* start EXTRACTED ENTRIES *

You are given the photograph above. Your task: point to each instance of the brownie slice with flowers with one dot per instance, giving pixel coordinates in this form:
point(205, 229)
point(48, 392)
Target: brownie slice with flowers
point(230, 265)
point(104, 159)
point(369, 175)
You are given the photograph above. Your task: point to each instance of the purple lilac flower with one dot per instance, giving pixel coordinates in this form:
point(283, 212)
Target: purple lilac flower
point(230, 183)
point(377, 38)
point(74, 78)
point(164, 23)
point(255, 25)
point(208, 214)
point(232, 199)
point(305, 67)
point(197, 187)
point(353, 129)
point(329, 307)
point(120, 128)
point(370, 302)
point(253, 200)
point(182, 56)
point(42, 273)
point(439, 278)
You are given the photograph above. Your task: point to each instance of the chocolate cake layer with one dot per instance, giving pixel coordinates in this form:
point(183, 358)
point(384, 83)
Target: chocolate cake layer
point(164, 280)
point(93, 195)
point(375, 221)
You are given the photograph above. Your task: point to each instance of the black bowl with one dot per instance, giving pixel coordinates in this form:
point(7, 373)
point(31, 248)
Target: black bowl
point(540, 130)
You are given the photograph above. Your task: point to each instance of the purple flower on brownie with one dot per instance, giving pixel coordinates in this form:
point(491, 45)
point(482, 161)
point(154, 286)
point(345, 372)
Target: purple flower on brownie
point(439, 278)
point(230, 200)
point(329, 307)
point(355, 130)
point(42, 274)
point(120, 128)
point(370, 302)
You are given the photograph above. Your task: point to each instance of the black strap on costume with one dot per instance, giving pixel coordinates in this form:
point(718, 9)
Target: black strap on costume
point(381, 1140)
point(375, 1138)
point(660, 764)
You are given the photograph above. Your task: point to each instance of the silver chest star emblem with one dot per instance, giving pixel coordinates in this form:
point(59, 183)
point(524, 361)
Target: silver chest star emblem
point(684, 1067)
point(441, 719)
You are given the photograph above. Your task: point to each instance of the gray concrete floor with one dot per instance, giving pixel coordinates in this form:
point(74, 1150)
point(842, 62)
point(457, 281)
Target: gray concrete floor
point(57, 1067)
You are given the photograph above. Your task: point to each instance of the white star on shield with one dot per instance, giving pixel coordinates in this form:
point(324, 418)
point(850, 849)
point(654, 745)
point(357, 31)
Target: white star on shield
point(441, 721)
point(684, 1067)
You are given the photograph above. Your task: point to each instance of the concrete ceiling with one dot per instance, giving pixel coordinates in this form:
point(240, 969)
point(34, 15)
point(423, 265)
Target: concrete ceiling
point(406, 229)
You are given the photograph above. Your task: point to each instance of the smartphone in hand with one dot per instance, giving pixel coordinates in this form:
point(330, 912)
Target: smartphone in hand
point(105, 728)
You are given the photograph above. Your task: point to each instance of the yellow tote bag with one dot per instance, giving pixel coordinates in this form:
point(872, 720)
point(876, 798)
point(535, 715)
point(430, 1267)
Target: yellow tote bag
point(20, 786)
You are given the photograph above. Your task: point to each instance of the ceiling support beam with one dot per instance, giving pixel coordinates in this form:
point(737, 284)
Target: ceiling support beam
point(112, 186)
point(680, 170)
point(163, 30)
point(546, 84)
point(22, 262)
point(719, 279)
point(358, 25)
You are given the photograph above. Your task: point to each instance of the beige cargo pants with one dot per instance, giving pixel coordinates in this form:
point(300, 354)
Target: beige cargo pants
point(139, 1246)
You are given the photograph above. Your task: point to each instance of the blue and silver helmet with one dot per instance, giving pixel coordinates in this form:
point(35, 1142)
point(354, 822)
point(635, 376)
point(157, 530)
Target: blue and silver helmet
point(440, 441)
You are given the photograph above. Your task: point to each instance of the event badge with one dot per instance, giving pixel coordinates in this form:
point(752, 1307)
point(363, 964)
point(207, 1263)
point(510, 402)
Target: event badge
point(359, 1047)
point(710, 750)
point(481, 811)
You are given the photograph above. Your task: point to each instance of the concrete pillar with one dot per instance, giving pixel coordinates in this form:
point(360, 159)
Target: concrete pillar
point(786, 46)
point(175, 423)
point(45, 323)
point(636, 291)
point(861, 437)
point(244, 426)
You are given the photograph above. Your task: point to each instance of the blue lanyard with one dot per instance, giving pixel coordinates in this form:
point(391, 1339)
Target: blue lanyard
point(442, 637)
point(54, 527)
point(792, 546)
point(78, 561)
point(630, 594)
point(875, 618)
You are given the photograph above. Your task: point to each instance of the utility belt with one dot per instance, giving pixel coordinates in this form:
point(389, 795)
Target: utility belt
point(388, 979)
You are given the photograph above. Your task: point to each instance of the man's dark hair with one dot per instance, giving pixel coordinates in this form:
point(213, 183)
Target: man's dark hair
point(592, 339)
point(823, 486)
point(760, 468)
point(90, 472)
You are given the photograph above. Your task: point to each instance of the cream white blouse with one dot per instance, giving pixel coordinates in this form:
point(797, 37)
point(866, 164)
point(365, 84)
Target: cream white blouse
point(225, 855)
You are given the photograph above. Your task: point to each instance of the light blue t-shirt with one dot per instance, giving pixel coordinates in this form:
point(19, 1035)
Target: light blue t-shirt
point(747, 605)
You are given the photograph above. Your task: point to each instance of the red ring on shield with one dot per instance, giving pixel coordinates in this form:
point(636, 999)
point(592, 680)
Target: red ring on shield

* end EXTRACTED ENTRIES *

**EXERCISE PROMPT:** Render the entire listing above as a JSON array of strings, one string per line, with blank lines omitted.

**TASK SOLUTION:**
[
  "You are given the photograph above. Your task: point to each instance of the brownie slice with flowers with one dot per instance, giving pixel coordinates in this form:",
  "point(205, 229)",
  "point(48, 392)",
  "Target: brownie slice with flowers",
  "point(230, 265)",
  "point(104, 159)",
  "point(369, 175)",
  "You are given the photograph above. Your task: point to each instance of the purple lilac flower with one dot per instance, giving pixel coordinates in this form:",
  "point(283, 212)",
  "Target: purple lilac flower",
  "point(230, 183)",
  "point(377, 38)",
  "point(74, 78)",
  "point(164, 23)",
  "point(255, 25)",
  "point(208, 214)",
  "point(232, 199)",
  "point(305, 67)",
  "point(197, 187)",
  "point(353, 129)",
  "point(329, 307)",
  "point(120, 128)",
  "point(370, 302)",
  "point(253, 200)",
  "point(182, 56)",
  "point(42, 273)",
  "point(439, 278)",
  "You are given the photograph above. Your task: point to each instance of the chocolate cake layer with one dot per instance, giving pixel coordinates in this form:",
  "point(183, 358)",
  "point(384, 83)",
  "Target: chocolate cake layer",
  "point(164, 280)",
  "point(93, 195)",
  "point(375, 221)",
  "You are given the photograph above. Your task: point to each instance of the black bowl with one dot per instance, giving pixel coordinates in this form:",
  "point(7, 373)",
  "point(31, 248)",
  "Target: black bowl",
  "point(540, 130)",
  "You are given the photograph above. Your task: point to each instance of the purple flower on brownie with one dot per instance, giving pixel coordinates in this form:",
  "point(491, 45)",
  "point(482, 161)",
  "point(154, 286)",
  "point(345, 372)",
  "Target: purple flower on brownie",
  "point(439, 278)",
  "point(230, 200)",
  "point(329, 307)",
  "point(355, 130)",
  "point(42, 274)",
  "point(120, 128)",
  "point(370, 302)",
  "You are given the photograph above. Your task: point to each instance of the black strap on costume with one dot per instance, giving pixel coordinates in this form:",
  "point(718, 9)",
  "Target: black strap on costume",
  "point(381, 1140)",
  "point(375, 1138)",
  "point(660, 764)",
  "You are given the photograph above. Your task: point to each instance of the silver chest star emblem with one dot per instance, giving pixel coordinates in this form:",
  "point(59, 183)",
  "point(524, 361)",
  "Target: silver chest star emblem",
  "point(684, 1067)",
  "point(441, 719)",
  "You are given the photograph above. Your task: point to each instance of the gray concrete floor with one dot per instance, giving pixel coordinates in this form:",
  "point(74, 1150)",
  "point(842, 62)",
  "point(457, 281)",
  "Target: gray concrete floor",
  "point(57, 1067)",
  "You are given the photograph above. Your task: point to each instance of the white star on shield with one dot per instance, giving pixel coordinates in this form:",
  "point(324, 418)",
  "point(850, 849)",
  "point(654, 745)",
  "point(357, 31)",
  "Target: white star on shield",
  "point(441, 721)",
  "point(684, 1067)",
  "You are given the photograph above. Your task: point to each instance of the concrete ceiling with one dot per instance, giving pixel coordinates in this form:",
  "point(240, 969)",
  "point(34, 15)",
  "point(423, 265)",
  "Target: concrete ceiling",
  "point(406, 229)",
  "You are given the photograph above. Your task: point to each instance of the smartphone in hand with one dot per instance, giving pixel coordinates in this form:",
  "point(330, 912)",
  "Target: smartphone in hand",
  "point(105, 728)",
  "You are given the photograph above. Your task: point to each instance of the yellow tote bag with one dot per instance, giving pixel coordinates in this form:",
  "point(872, 720)",
  "point(876, 798)",
  "point(535, 715)",
  "point(430, 1267)",
  "Target: yellow tote bag",
  "point(20, 786)",
  "You are given the photograph above. Your task: point to each instance of the ceiling support beam with one dot per instance, giving pixel coordinates in this form:",
  "point(737, 284)",
  "Target: ceiling support beam",
  "point(112, 186)",
  "point(680, 170)",
  "point(163, 30)",
  "point(546, 84)",
  "point(22, 262)",
  "point(719, 279)",
  "point(358, 25)",
  "You are given the photograph above. Your task: point to each instance of the beige cargo pants with one dot per instance, giving pixel coordinates in this form:",
  "point(300, 354)",
  "Target: beige cargo pants",
  "point(139, 1246)",
  "You are given the photograph above. Your task: point to each instance of the blue and silver helmet with one dot per instance, giving pixel coordinates in this form:",
  "point(35, 1142)",
  "point(354, 822)",
  "point(635, 376)",
  "point(157, 530)",
  "Target: blue and silver helmet",
  "point(440, 441)",
  "You are given the photograph above. Your task: point to each instance of the event badge with one dot per instance, giving pixel coordinates in this form:",
  "point(752, 1307)",
  "point(363, 964)",
  "point(207, 1263)",
  "point(510, 402)",
  "Target: event badge",
  "point(359, 1047)",
  "point(710, 750)",
  "point(481, 811)",
  "You are given the photograph above. Your task: point to each instance of the concrete pillar with one dot per instance, giving pixel coordinates in this form:",
  "point(360, 159)",
  "Target: concrete pillar",
  "point(786, 46)",
  "point(175, 423)",
  "point(45, 323)",
  "point(636, 291)",
  "point(861, 437)",
  "point(244, 426)",
  "You are given the photograph above. Your task: point to each instance of the blue lanyard with one dot per instance, giving pixel coordinates in this form:",
  "point(391, 1339)",
  "Target: blue lanyard",
  "point(442, 637)",
  "point(54, 527)",
  "point(792, 546)",
  "point(78, 561)",
  "point(630, 594)",
  "point(875, 618)",
  "You are given the photograph above. Your task: point to each instance of the utility belt with one dot per instance, giving pixel coordinates in this form:",
  "point(389, 795)",
  "Target: utility belt",
  "point(388, 979)",
  "You are given the photograph above. Your task: point to each instance of the man's dark hair with one dot per instance, giving pixel coordinates in this form:",
  "point(213, 183)",
  "Target: man's dark hair",
  "point(592, 339)",
  "point(823, 486)",
  "point(760, 468)",
  "point(90, 472)",
  "You are given the photograph above. Your task: point to each instance of the cream white blouse with one dot per instance, giving pixel coordinates in this form:",
  "point(797, 37)",
  "point(866, 164)",
  "point(365, 84)",
  "Target: cream white blouse",
  "point(225, 855)",
  "You are given the photograph above. Your task: point to each instance of the light blue t-shirt with one dot per instance, giving pixel coordinates in this form:",
  "point(19, 1035)",
  "Target: light blue t-shirt",
  "point(747, 605)",
  "You are given the photograph above. Your task: point to each instance of the red ring on shield with one dot per instance, giving pixel coordinates in this form:",
  "point(636, 999)",
  "point(592, 680)",
  "Target: red ring on shield"
]